(A block of data)

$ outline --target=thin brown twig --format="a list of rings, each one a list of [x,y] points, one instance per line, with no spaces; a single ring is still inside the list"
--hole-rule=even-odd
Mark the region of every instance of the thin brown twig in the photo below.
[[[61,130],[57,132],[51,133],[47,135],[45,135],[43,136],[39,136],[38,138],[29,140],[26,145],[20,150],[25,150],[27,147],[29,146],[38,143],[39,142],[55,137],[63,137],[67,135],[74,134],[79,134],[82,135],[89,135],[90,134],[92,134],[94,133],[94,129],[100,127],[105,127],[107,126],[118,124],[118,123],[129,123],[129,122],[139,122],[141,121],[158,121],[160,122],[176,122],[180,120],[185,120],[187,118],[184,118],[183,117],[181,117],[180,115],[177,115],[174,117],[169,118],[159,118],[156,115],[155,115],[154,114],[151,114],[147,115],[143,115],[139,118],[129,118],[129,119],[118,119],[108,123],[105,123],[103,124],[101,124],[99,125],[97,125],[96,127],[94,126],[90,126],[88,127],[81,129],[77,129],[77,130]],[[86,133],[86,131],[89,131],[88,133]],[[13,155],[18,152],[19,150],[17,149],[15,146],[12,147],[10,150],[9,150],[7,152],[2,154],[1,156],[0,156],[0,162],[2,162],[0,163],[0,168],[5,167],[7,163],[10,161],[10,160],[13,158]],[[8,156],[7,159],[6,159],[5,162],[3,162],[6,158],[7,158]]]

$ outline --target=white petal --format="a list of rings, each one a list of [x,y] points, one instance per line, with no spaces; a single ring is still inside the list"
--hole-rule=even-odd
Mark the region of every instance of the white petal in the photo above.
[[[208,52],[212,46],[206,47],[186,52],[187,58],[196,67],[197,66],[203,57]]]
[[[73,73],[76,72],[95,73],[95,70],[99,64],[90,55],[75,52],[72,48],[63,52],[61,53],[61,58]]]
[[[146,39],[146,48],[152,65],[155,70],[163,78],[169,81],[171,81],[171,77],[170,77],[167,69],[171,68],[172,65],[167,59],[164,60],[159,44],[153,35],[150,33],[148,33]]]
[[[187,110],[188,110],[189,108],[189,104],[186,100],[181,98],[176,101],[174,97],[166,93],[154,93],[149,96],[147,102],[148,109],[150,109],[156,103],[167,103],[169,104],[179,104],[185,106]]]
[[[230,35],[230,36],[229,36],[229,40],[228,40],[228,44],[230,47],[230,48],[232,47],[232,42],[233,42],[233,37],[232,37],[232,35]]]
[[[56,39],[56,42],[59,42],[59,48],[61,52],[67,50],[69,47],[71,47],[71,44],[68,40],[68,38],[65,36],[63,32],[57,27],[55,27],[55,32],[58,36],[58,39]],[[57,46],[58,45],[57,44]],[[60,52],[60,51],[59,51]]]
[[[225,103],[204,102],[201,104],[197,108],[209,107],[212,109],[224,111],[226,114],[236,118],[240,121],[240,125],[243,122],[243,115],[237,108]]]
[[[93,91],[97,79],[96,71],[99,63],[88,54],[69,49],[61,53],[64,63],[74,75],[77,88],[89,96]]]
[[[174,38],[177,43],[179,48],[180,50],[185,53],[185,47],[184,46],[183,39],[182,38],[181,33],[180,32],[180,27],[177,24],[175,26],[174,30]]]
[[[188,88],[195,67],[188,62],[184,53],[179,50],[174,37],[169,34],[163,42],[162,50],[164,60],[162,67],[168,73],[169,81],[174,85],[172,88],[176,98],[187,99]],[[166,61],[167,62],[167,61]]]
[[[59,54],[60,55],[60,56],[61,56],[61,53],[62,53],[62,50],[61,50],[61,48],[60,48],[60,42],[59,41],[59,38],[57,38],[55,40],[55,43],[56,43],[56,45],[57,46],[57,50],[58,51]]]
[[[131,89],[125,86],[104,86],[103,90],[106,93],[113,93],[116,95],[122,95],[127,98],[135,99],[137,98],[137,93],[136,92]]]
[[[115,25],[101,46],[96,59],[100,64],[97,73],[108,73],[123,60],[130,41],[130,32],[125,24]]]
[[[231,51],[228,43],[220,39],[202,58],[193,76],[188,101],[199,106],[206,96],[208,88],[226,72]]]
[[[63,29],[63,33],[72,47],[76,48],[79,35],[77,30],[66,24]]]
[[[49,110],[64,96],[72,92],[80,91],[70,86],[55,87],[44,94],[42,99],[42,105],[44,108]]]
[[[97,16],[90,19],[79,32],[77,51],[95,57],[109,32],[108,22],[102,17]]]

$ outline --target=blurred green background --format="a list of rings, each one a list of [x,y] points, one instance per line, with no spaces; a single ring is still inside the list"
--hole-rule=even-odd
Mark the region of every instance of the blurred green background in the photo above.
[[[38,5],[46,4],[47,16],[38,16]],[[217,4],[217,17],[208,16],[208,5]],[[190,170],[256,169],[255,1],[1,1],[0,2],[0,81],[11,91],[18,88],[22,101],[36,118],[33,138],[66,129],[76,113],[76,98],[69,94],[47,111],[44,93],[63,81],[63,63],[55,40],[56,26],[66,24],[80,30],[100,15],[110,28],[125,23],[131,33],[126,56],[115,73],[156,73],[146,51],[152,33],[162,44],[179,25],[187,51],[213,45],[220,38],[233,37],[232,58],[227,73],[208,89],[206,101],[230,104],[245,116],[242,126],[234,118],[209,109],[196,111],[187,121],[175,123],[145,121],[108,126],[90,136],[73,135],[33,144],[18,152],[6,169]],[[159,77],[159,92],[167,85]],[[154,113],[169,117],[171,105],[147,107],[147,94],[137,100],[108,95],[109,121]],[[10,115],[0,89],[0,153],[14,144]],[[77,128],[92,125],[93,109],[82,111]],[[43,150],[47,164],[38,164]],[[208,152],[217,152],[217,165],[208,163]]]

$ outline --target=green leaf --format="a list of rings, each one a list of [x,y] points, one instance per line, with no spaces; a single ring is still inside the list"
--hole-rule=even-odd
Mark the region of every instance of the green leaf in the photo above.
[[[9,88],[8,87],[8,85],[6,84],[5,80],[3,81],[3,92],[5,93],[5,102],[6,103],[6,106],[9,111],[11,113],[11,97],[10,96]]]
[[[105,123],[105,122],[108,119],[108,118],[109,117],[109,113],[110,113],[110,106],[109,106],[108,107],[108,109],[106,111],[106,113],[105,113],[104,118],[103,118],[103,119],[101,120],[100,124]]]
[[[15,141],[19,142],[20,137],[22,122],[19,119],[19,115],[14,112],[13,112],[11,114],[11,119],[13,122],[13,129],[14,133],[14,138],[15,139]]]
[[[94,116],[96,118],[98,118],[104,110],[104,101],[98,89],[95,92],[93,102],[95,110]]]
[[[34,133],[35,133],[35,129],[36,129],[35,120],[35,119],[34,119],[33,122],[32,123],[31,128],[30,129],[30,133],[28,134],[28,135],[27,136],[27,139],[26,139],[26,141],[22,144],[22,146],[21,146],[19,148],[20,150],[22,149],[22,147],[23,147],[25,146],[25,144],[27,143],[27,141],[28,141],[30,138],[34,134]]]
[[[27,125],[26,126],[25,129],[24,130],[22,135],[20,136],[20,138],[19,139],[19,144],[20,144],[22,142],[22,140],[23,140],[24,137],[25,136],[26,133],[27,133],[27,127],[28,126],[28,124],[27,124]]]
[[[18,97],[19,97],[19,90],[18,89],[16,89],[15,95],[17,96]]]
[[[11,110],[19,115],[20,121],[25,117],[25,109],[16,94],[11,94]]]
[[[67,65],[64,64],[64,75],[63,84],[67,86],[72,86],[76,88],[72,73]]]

■ **Work to do**:
Please convert the listing above into a JSON list of strings, with one string for each line and blank lines left out.

■ **Finished task**:
[
  "$ outline --target=thin brown twig --format=\"a list of rings, each one a list of [x,y] points, one instance per line, with no spaces; a single ring is still inside the list\"",
  "--hole-rule=even-odd",
  "Mark the region of every instance of the thin brown twig in the photo below.",
  "[[[61,130],[57,132],[51,133],[47,135],[45,135],[43,136],[39,136],[38,138],[29,140],[26,145],[20,150],[25,150],[27,147],[29,146],[38,143],[39,142],[55,137],[63,137],[67,135],[74,134],[79,134],[82,135],[89,135],[90,134],[92,134],[94,133],[94,129],[100,127],[105,127],[107,126],[118,124],[118,123],[129,123],[129,122],[139,122],[141,121],[158,121],[160,122],[176,122],[180,120],[185,120],[187,118],[184,118],[183,117],[181,117],[180,115],[177,115],[174,117],[169,118],[159,118],[156,115],[155,115],[154,114],[151,114],[147,115],[143,115],[139,118],[129,118],[129,119],[118,119],[108,123],[105,123],[103,124],[101,124],[99,125],[97,125],[96,127],[94,126],[90,126],[88,127],[81,129],[77,129],[77,130]],[[86,133],[86,131],[89,131],[88,133]],[[13,155],[18,152],[19,150],[17,149],[15,146],[12,147],[10,150],[9,150],[7,152],[2,154],[1,156],[0,156],[0,162],[2,162],[0,163],[0,168],[5,167],[7,163],[10,161],[10,160],[13,158]],[[8,156],[7,159],[6,159],[5,162],[3,162],[6,158],[7,158]]]",
  "$ outline --target=white petal --format=\"a list of rings, each one a list of [x,y] points, one instance per line, with no spaces; a single ring is still inside the list\"",
  "--hole-rule=even-odd",
  "Mark the region of every instance of the white petal in the photo above.",
  "[[[208,52],[212,46],[206,47],[186,52],[187,58],[196,67],[197,66],[203,57]]]",
  "[[[73,73],[76,72],[95,73],[95,70],[99,64],[90,55],[75,52],[72,48],[63,52],[61,53],[61,58]]]",
  "[[[146,39],[146,48],[152,65],[155,70],[163,78],[169,81],[171,81],[171,77],[170,77],[167,69],[171,68],[172,65],[167,59],[164,60],[159,44],[153,35],[150,33],[148,33]]]",
  "[[[187,110],[188,110],[189,108],[189,104],[186,100],[181,98],[176,101],[174,97],[166,93],[154,93],[149,96],[147,102],[148,109],[150,109],[156,103],[167,103],[169,104],[179,104],[185,106]]]",
  "[[[230,35],[230,36],[229,36],[229,40],[228,40],[228,44],[230,47],[230,48],[232,47],[232,42],[233,42],[233,37],[232,37],[232,35]]]",
  "[[[56,39],[56,42],[59,42],[59,48],[61,52],[67,50],[69,47],[71,47],[71,44],[68,40],[68,38],[65,36],[63,32],[57,27],[55,27],[55,32],[58,36],[58,39]],[[57,46],[58,45],[57,44]],[[60,52],[60,51],[59,51]]]",
  "[[[225,103],[204,102],[201,104],[197,108],[209,107],[212,109],[224,111],[226,114],[236,118],[240,121],[240,125],[243,122],[243,115],[237,108]]]",
  "[[[93,91],[97,79],[96,71],[99,63],[88,54],[69,49],[61,53],[64,63],[74,75],[77,88],[89,96]]]",
  "[[[174,38],[177,43],[179,48],[180,50],[185,53],[185,47],[184,46],[183,39],[182,38],[181,33],[180,32],[180,27],[177,24],[175,26],[174,30]]]",
  "[[[188,88],[195,67],[188,62],[184,53],[179,50],[174,37],[169,34],[163,42],[162,50],[164,60],[162,67],[168,73],[169,81],[174,85],[172,88],[176,98],[187,99]],[[166,61],[167,62],[167,61]]]",
  "[[[59,54],[60,55],[60,56],[61,56],[61,53],[62,53],[62,50],[61,50],[61,48],[60,48],[60,42],[59,41],[59,38],[57,38],[55,40],[55,43],[56,43],[56,45],[57,46],[57,50],[58,51]]]",
  "[[[131,89],[125,86],[104,86],[103,90],[106,93],[113,93],[116,95],[122,95],[127,98],[135,99],[137,98],[137,93],[136,92]]]",
  "[[[115,25],[101,46],[96,59],[100,64],[97,73],[108,73],[123,60],[130,41],[130,32],[125,24]]]",
  "[[[231,51],[228,43],[220,39],[202,58],[193,76],[188,101],[199,106],[206,96],[208,88],[226,72]]]",
  "[[[63,29],[63,33],[72,47],[76,48],[79,35],[77,30],[66,24]]]",
  "[[[49,110],[64,96],[72,92],[80,91],[70,86],[55,87],[44,94],[42,99],[42,105],[44,108]]]",
  "[[[97,16],[90,19],[79,32],[77,51],[95,57],[109,32],[108,22],[102,17]]]",
  "$ outline --target=blurred green background --format=\"a list of rings, each one a list of [x,y] points, one instance per line, with no spaces; a single ring is still inside the list\"",
  "--hole-rule=even-odd",
  "Mark the region of every instance of the blurred green background in the photo above.",
  "[[[38,5],[46,4],[47,16],[38,16]],[[217,4],[217,17],[208,16],[208,5]],[[190,170],[256,169],[255,1],[1,1],[0,2],[0,81],[11,91],[18,88],[22,101],[36,118],[33,138],[66,129],[76,113],[76,98],[69,94],[47,111],[44,93],[63,81],[63,63],[55,40],[56,26],[66,24],[80,30],[100,15],[110,28],[125,23],[131,33],[126,56],[115,73],[156,73],[146,51],[152,33],[162,44],[179,25],[187,51],[213,45],[220,38],[233,37],[232,58],[227,73],[208,89],[206,101],[230,104],[245,116],[242,126],[234,118],[209,109],[196,111],[187,121],[175,123],[145,121],[108,126],[90,136],[73,135],[33,144],[18,152],[6,169]],[[159,77],[159,92],[167,85]],[[154,113],[169,117],[171,105],[147,107],[147,94],[137,100],[108,95],[109,121]],[[10,115],[0,89],[0,153],[14,144]],[[77,128],[92,125],[93,109],[82,111]],[[43,150],[47,164],[38,164]],[[208,152],[217,152],[217,165],[208,163]]]",
  "$ outline --target=green leaf --format=\"a list of rings, each one a list of [x,y] points, one instance per line, with no spaces; a single ring is still inside the list\"",
  "--hole-rule=even-odd",
  "Mark the region of every instance of the green leaf in the photo above.",
  "[[[9,88],[8,87],[8,85],[6,84],[5,80],[3,81],[3,92],[5,93],[5,102],[6,103],[6,106],[9,111],[11,113],[11,97],[10,96]]]",
  "[[[105,123],[105,122],[108,119],[108,118],[109,117],[109,113],[110,113],[110,106],[109,106],[108,107],[108,109],[106,111],[106,113],[105,113],[104,118],[103,118],[103,119],[101,120],[100,124]]]",
  "[[[15,141],[19,142],[20,137],[22,122],[19,119],[19,115],[14,112],[13,112],[11,114],[11,119],[13,122],[13,129],[14,133],[14,138],[15,139]]]",
  "[[[94,116],[96,118],[98,118],[104,110],[104,101],[98,89],[95,92],[93,102],[95,110]]]",
  "[[[34,133],[35,133],[35,129],[36,129],[35,120],[35,119],[34,119],[33,122],[32,123],[31,128],[30,129],[30,133],[28,134],[28,135],[27,136],[27,139],[26,139],[26,141],[22,144],[22,146],[21,146],[19,148],[20,150],[22,149],[22,147],[23,147],[25,146],[25,144],[27,143],[27,141],[28,141],[30,138],[34,134]]]",
  "[[[27,125],[26,126],[25,129],[24,130],[22,135],[20,136],[20,138],[19,139],[19,144],[20,144],[22,142],[22,140],[23,140],[24,137],[25,136],[26,133],[27,133],[27,127],[28,126],[28,124],[27,124]]]",
  "[[[18,97],[19,97],[19,90],[18,89],[16,89],[15,95],[17,96]]]",
  "[[[11,110],[19,115],[20,121],[25,117],[25,109],[16,94],[11,94]]]",
  "[[[67,65],[64,64],[64,75],[63,84],[67,86],[72,86],[76,88],[72,73]]]"
]